_Exercise aim:_ All of the entries should be written out again exactly.

####################

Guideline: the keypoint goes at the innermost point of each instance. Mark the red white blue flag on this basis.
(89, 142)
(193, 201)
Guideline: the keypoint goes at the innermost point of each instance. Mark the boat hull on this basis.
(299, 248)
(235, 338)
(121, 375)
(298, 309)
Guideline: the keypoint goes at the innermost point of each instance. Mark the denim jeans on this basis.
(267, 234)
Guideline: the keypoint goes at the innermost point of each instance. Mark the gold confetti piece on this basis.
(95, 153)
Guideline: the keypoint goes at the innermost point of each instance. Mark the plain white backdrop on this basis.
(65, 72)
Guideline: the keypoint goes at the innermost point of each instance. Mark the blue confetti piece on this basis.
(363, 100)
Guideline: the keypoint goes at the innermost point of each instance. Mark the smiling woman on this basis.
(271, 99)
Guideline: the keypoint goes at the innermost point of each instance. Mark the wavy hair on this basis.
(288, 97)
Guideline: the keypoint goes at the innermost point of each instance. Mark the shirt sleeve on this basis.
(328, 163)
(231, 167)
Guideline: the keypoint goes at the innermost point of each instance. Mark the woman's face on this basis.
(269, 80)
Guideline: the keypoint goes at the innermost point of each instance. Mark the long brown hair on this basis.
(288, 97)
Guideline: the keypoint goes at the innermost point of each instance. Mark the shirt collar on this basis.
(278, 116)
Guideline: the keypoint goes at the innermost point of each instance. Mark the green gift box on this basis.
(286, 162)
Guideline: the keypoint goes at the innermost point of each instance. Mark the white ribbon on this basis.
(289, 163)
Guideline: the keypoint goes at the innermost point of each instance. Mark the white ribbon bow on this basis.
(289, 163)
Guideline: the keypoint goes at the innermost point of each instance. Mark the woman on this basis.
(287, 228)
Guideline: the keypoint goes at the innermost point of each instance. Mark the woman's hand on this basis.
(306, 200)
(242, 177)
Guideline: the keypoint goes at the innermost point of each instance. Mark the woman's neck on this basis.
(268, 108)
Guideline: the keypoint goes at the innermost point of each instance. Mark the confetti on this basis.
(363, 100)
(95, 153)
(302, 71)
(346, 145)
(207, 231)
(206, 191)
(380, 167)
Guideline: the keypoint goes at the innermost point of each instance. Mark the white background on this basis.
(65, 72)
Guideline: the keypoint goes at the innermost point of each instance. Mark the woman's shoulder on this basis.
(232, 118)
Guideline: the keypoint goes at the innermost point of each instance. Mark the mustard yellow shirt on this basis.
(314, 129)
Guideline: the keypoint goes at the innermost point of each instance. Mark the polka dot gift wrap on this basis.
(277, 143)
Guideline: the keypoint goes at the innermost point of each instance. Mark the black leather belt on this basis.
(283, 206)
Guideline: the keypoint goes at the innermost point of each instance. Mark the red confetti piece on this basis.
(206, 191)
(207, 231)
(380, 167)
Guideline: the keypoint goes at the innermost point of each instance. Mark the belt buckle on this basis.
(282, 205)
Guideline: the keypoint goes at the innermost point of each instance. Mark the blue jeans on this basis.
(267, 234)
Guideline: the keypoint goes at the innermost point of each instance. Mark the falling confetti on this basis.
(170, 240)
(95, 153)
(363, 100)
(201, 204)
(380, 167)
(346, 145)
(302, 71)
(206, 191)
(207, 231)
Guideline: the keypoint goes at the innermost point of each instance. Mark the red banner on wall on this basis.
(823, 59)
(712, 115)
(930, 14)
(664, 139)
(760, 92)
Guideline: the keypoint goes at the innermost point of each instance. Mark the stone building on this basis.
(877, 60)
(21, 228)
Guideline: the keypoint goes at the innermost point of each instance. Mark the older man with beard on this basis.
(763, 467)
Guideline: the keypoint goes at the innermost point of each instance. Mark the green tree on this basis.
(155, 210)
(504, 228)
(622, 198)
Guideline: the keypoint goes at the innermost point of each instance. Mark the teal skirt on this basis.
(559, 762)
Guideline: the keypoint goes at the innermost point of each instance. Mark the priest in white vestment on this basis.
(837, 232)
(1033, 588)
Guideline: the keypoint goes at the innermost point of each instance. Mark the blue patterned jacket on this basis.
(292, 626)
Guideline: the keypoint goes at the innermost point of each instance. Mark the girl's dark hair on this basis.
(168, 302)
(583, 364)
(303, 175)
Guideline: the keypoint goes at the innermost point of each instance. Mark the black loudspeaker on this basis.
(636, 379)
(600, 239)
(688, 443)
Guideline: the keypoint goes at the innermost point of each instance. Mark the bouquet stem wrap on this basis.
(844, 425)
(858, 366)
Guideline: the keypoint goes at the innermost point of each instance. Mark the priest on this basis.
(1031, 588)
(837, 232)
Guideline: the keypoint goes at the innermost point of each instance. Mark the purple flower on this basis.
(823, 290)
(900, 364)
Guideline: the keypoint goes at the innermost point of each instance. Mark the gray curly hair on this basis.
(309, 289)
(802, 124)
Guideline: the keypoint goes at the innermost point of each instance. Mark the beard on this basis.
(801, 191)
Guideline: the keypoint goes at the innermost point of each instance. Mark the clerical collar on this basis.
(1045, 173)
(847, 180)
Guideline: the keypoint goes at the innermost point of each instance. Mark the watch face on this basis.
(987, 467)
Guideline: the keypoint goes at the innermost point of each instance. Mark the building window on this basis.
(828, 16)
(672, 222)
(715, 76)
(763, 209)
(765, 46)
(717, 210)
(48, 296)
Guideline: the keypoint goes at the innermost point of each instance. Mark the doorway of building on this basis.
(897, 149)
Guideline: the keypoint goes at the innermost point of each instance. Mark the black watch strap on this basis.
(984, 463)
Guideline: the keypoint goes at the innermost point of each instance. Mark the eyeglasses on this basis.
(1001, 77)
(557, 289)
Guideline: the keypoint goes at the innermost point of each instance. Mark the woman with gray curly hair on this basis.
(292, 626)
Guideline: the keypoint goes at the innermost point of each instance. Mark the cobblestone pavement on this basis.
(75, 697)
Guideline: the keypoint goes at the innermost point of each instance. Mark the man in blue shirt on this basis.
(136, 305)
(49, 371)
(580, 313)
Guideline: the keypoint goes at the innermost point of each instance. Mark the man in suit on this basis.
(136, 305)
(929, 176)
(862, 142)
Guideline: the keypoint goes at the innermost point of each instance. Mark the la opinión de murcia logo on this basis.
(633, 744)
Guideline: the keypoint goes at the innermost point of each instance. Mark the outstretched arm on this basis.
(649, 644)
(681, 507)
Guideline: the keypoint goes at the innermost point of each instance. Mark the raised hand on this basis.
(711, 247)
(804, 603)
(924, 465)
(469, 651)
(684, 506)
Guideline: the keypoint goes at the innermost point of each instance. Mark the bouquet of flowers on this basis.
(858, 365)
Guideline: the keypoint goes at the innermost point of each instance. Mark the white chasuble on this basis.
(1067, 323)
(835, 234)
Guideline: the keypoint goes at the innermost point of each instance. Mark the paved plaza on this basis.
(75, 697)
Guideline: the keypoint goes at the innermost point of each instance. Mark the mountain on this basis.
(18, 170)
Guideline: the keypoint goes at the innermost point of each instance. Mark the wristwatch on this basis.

####################

_Result for this task:_
Guideline: the keypoint goes at the innermost point of each instance. Mark the red white blue flag on this basis.
(89, 142)
(193, 201)
Guideline: the keypoint goes at the innermost point of each instance. Mark the boat hull on this basis.
(299, 248)
(235, 338)
(121, 375)
(298, 309)
Guideline: the keypoint goes at the innermost point of each instance. Mark the denim jeans on this basis.
(267, 234)
Guideline: the keypoint goes at the innermost point of each instance. Mark the gold confetti piece on this basis.
(95, 153)
Guideline: the keypoint goes at the innermost point of each instance. Mark the plain white backdrop on this basis.
(65, 72)
Guideline: the keypoint goes at the innermost point of each instance. Mark the blue confetti piece on this basis.
(363, 100)
Guideline: the keypoint goes at the innermost point of each instance. Mark the smiling woman on this basis.
(271, 99)
Guideline: the keypoint goes at the innermost point of each instance. Mark the wavy hair on this basis.
(288, 97)
Guideline: the keypoint goes at the innermost point of each instance. Mark the shirt sleeve on this basis.
(328, 163)
(231, 167)
Guideline: the keypoint goes at the innermost point of each instance. Mark the woman's face on this basis.
(269, 80)
Guideline: the keypoint goes at the innermost point of each instance. Mark the long brown hair on this basis.
(288, 97)
Guideline: the keypoint goes at the innermost point of each instance. Mark the shirt collar on this basis.
(278, 116)
Guideline: the keypoint goes at the innermost point of each instance. Mark the green gift box on this basis.
(286, 162)
Guideline: the keypoint goes at the innermost point of each instance. Mark the white ribbon on this basis.
(289, 163)
Guideline: the keypoint goes at the innermost point of each instance. Mark the white ribbon bow on this basis.
(289, 163)
Guideline: the keypoint goes at the innermost point of each instance. Mark the woman on this basis.
(287, 228)
Guideline: the keypoint goes at the innermost point of each instance. Mark the woman's hand on this basis.
(306, 200)
(242, 177)
Guideline: the keypoint goes at the innermost point of each instance. Mark the woman's neck on this basis.
(268, 108)
Guideline: the keypoint goes at the innermost point of each instance. Mark the confetti on this basis.
(363, 100)
(95, 153)
(302, 71)
(346, 145)
(207, 231)
(206, 191)
(380, 167)
Guideline: the keypoint goes at the innermost point of each instance. Mark the white background on this basis.
(65, 72)
Guideline: the keypoint goes at the innermost point of each instance. Mark the woman's shoulder on this basis.
(232, 118)
Guideline: the keypoint goes at the innermost point of each instance. Mark the mustard yellow shirt on this basis.
(314, 129)
Guideline: the keypoint goes at the innermost point of each instance. Mark the polka dot gift wrap on this basis.
(277, 143)
Guideline: the keypoint goes at the innermost point of each instance. Mark the black leather belt on this basis.
(283, 206)
Guideline: the keypoint goes at the innermost point of each instance. Mark the red confetti piece on this basis.
(206, 191)
(207, 231)
(380, 167)
Guideline: the keypoint goes at the innermost point of each instance. Mark the belt buckle on this basis.
(282, 205)
Guideline: the keypoint goes at the innermost point of each instance. Mark the blue jeans on this basis.
(267, 234)
Guideline: the keypoint goes at the innermost point of each instance. Mark the falling confetti on this basis.
(170, 240)
(95, 153)
(363, 100)
(201, 204)
(380, 167)
(346, 145)
(302, 71)
(206, 191)
(207, 231)
Guideline: the keypoint goes at the innermost point of each instance. Mark the red banner on wall on this basis.
(823, 59)
(712, 115)
(930, 14)
(664, 139)
(760, 92)
Guideline: the keypoint goes at the innermost point of each instance. Mark the stone building on this basis.
(877, 60)
(21, 228)
Guideline: the keypoint goes at the innermost point of each instance. Mark the older man with beard on this basis.
(763, 467)
Guideline: the keypoint goes at the innermost point of each instance. Mark the green tree on this basis.
(155, 210)
(504, 228)
(622, 198)
Guideline: the keypoint goes at the innermost point of each instance. Mark the teal skirt on this basis.
(559, 762)
Guideline: the keypoint goes at the innermost point of each instance. Mark the priest in white vestment on this basis.
(837, 232)
(1033, 588)
Guideline: the keypoint goes at the innermost point of each instance. Mark the blue patterned jacket on this basis.
(292, 626)
Guideline: the keypoint goes at the innermost point of each instance. Mark the girl's dark hair on this basis.
(168, 302)
(583, 364)
(303, 175)
Guideline: the keypoint goes at the innermost point of each instance. Mark the black loudspeaker on this basis.
(636, 379)
(600, 239)
(688, 443)
Guideline: the keypoint goes at the innermost point of each instance. Mark the bouquet stem wrap on this basis.
(844, 425)
(858, 366)
Guideline: the keypoint goes at the innermost point of each instance. Mark the priest on this basis.
(1031, 588)
(837, 232)
Guideline: the keypoint goes at the innermost point of each instance. Mark the purple flower on this basis.
(823, 290)
(900, 364)
Guideline: the keypoint goes at the innermost point of each instance. Mark the gray curly hair on this basis.
(309, 289)
(802, 124)
Guideline: the keypoint goes at the innermost point of each instance. Mark the beard on this basis.
(801, 191)
Guideline: the keypoint goes at the innermost point of each instance. Mark the clerical collar on this basis.
(1045, 173)
(847, 180)
Guideline: the keypoint goes at the innermost point of each instance. Mark the watch face on this basis.
(987, 467)
Guideline: the keypoint goes at the innermost point of each instance. Mark the building window on this basis.
(828, 16)
(672, 222)
(715, 76)
(763, 209)
(765, 46)
(717, 210)
(48, 296)
Guideline: the keypoint goes at the innermost point of each instance. Mark the doorway of building on this basis.
(897, 149)
Guideline: the keypoint goes at the innermost point of each instance. Mark the black watch strap on this basis.
(984, 463)
Guideline: the keypoint goes at the innermost point of each instance. Mark the eyeglasses on this basis.
(1001, 77)
(557, 289)
Guideline: the keypoint goes at the innermost point of each instance. Mark the woman with gray curly hair on this basis.
(292, 626)
Guideline: the keypoint goes at the innermost point of each instance. Mark the cobblestone pavement on this basis.
(75, 697)
Guideline: the keypoint goes at the innermost point of each instance. Mark the man in blue shirt on this basis.
(136, 305)
(49, 371)
(580, 313)
Guideline: the keypoint goes at the innermost point of each instance. Mark the man in suit on this basis.
(136, 305)
(929, 176)
(862, 142)
Guideline: the keypoint goes at the innermost point of each instance. Mark the la opinión de murcia logo on this basis.
(633, 744)
Guideline: the keypoint goes at the innermost point of each instance. Mark the outstretched arm on this basis.
(649, 644)
(681, 507)
Guideline: the keypoint goes at the innermost point of each instance. Mark the raised hand on this basis.
(711, 247)
(804, 603)
(924, 465)
(469, 651)
(684, 506)
Guideline: the keypoint goes at the innermost point of each instance. Mark the bouquet of flowers on this basis.
(858, 365)
Guideline: the keypoint goes at the innermost point of each instance. Mark the white chasuble on this basis.
(1067, 323)
(835, 234)
Guideline: the keypoint goes at the innermost point of each instance. Mark the paved plaza on this basis.
(75, 697)
Guideline: the keypoint goes at the innermost point of each instance. Mark the mountain on this basis.
(18, 170)
Guideline: the keypoint goes at the innermost point of each instance. Mark the wristwatch on this basis.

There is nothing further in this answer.